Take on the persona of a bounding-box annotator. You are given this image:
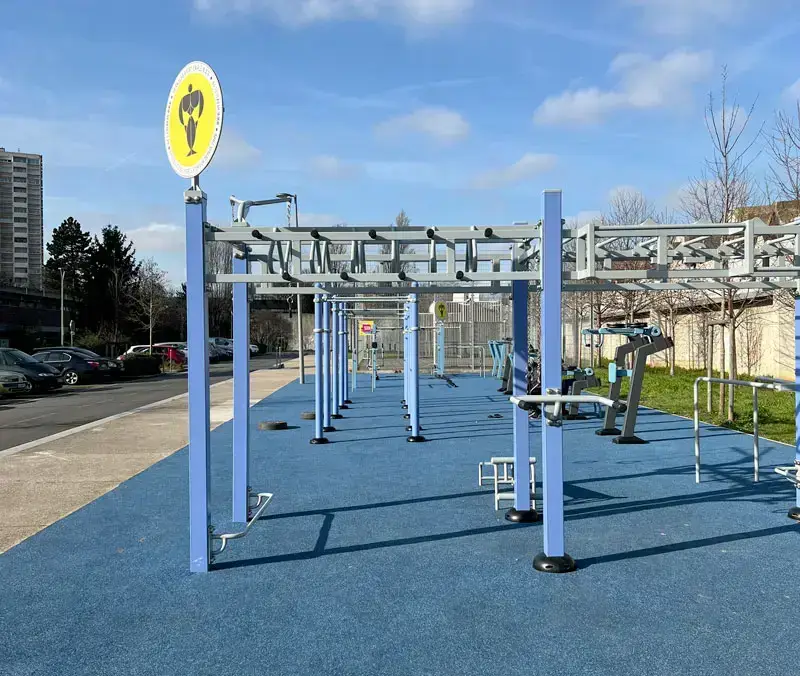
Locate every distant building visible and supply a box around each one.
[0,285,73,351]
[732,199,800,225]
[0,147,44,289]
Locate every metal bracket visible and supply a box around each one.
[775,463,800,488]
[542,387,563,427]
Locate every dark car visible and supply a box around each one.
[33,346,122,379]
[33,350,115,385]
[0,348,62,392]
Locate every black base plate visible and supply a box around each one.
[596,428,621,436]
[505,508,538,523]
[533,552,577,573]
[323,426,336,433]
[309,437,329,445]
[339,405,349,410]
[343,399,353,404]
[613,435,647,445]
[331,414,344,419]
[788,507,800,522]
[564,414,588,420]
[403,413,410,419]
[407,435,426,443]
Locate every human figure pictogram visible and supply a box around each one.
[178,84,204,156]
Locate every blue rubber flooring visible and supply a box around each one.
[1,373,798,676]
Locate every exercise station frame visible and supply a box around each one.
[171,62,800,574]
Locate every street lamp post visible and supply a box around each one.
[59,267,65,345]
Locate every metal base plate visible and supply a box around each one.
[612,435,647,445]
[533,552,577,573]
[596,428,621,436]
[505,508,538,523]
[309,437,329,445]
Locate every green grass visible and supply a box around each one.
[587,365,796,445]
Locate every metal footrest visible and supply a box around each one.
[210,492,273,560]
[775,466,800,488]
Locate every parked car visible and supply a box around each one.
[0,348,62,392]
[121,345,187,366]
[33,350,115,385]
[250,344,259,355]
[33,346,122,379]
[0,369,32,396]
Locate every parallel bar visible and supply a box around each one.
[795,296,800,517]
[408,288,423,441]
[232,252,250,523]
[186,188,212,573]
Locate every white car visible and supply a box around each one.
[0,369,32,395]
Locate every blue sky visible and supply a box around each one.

______

### WORK TO BE COMPLETED
Copy out every entry above, character for character, excluding pictures.

### PROBLEM SOLUTION
Take on the persona of a bounding-box annotator. You are given this image:
Locate every distant building visible and supply a box around each one.
[0,285,73,351]
[732,199,800,225]
[0,147,44,289]
Locate every metal bracket visible and supply a box around each one.
[775,463,800,488]
[542,387,563,427]
Locate every dark car visible and supply a box around each one.
[33,346,122,379]
[33,350,115,385]
[0,348,62,392]
Locate every black base plate visible and supply a box around each one.
[596,428,621,436]
[505,508,538,523]
[533,552,577,573]
[323,426,336,433]
[309,437,329,445]
[339,405,349,410]
[343,399,353,404]
[613,435,647,445]
[331,414,344,419]
[788,507,800,522]
[564,414,588,420]
[403,413,410,419]
[407,435,426,443]
Locate every human figure pictogram visible and supply a box around each one.
[178,84,204,156]
Locate every blue rubber flooring visible and supply a box around each one.
[1,373,798,676]
Locate every exercise station frame visible and supply a box around each one.
[171,62,800,574]
Locate every street lamp post visible and supply a box around each one.
[59,267,65,345]
Locate every metal base plate visible and supply a box around each one.
[612,435,647,445]
[533,552,577,573]
[596,428,621,436]
[505,508,538,523]
[309,437,329,445]
Locate every green grass visible and supply a box around each one.
[587,365,796,445]
Locate every metal footrest visible and supply a box around each one.
[210,492,273,560]
[775,466,800,488]
Locate every parked car visible and supply a box around each one.
[0,348,62,392]
[121,345,187,366]
[33,350,115,385]
[250,344,259,355]
[33,346,122,379]
[0,369,32,396]
Locate every parallel bar visible and supply a box around each one.
[795,296,800,517]
[408,288,423,441]
[232,252,250,523]
[186,188,212,573]
Locate every white car visible and supply a box around each one.
[0,369,32,395]
Locate every blue sky visible and supply a box around each one.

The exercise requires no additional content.